## WORK REQUEST
From the records below, print exactly the lines starting at the one containing "Target: sunlit leaf" and ending at the one containing "Target: plant stem", ends included, and nothing else.

## EXTRACTED MATERIAL
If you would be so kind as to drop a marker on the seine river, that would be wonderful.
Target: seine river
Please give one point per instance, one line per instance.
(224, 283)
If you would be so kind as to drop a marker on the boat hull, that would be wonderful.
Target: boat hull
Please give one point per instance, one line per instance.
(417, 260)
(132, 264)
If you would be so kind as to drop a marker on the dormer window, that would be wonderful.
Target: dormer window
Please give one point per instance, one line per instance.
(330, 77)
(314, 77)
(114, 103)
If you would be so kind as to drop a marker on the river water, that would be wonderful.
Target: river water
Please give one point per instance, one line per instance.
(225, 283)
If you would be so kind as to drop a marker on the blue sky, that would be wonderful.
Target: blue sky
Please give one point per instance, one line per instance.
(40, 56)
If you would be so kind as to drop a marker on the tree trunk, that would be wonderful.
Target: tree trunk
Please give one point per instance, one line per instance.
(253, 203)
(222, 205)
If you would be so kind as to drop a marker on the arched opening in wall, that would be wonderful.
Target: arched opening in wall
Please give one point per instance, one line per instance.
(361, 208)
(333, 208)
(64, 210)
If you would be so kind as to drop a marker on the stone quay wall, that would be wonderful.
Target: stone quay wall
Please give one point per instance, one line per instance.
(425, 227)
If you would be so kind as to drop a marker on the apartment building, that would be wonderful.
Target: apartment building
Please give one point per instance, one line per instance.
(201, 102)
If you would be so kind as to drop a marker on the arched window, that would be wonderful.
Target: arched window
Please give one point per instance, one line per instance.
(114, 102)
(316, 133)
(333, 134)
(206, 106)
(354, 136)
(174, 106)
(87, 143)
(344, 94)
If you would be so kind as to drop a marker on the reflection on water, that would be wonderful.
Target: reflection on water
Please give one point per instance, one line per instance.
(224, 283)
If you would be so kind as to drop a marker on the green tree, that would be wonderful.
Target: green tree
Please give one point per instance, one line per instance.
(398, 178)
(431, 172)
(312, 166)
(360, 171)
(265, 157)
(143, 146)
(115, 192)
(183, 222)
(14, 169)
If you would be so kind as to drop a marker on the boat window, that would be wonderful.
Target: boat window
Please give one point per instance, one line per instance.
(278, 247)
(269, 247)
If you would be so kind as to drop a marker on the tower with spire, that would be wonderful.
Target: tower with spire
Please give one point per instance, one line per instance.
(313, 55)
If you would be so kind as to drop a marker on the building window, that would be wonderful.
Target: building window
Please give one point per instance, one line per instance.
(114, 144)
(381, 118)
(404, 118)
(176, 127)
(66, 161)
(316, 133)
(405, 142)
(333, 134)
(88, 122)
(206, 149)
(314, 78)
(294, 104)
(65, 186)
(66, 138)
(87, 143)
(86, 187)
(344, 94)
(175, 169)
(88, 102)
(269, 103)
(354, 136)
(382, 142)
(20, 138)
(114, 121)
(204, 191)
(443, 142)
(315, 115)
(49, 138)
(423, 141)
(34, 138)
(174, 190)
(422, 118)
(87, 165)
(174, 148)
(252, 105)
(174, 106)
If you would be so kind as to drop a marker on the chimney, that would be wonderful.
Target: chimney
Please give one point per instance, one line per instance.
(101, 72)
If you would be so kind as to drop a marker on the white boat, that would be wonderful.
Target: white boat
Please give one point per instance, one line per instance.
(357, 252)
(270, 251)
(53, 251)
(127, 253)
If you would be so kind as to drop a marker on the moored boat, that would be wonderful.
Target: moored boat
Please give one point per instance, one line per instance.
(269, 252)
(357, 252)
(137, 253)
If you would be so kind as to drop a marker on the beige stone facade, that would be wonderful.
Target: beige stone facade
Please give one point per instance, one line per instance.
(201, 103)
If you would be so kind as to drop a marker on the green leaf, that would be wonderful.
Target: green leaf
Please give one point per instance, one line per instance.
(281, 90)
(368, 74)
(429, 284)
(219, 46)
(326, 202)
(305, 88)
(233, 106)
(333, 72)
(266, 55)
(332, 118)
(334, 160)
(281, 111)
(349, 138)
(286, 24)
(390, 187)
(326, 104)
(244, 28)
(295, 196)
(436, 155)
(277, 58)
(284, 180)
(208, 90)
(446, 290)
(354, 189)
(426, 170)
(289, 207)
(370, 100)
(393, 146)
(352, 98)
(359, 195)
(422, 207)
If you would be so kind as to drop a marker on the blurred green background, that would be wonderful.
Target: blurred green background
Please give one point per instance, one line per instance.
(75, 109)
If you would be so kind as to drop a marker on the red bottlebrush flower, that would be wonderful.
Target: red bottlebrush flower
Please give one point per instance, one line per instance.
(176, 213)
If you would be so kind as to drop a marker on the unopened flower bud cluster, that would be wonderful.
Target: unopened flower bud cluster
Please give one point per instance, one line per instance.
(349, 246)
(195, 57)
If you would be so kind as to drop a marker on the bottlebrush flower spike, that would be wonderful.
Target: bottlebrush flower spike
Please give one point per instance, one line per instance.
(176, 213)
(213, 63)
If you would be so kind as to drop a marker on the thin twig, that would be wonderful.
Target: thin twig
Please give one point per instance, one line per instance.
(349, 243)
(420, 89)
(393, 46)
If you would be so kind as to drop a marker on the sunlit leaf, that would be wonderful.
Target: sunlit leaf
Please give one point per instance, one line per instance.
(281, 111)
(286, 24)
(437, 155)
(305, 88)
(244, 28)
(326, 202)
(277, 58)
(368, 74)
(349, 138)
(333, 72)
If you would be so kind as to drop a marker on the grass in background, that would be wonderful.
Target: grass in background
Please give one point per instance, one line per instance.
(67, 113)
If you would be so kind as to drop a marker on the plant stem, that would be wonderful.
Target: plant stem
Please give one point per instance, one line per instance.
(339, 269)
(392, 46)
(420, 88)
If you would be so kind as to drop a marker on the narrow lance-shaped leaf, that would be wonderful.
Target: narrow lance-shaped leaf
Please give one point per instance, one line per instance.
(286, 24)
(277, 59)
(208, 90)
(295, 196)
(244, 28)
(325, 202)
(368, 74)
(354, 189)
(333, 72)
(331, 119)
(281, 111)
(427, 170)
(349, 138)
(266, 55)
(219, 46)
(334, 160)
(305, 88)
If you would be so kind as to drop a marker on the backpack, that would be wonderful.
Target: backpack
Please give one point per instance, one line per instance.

## WRITTEN REPLY
Target: sunlit leaf
Please give one point per instance, one line per instance.
(281, 111)
(286, 24)
(437, 155)
(305, 88)
(244, 28)
(326, 202)
(277, 58)
(368, 74)
(349, 138)
(333, 72)
If you would be so kind as to drop a marker on the grass in background, that would be wonderful.
Target: grass in background
Please give one point per instance, one line per instance.
(67, 113)
If you would be so kind as to drop a marker on the plant stem, that would be wonderful.
Target: plant stem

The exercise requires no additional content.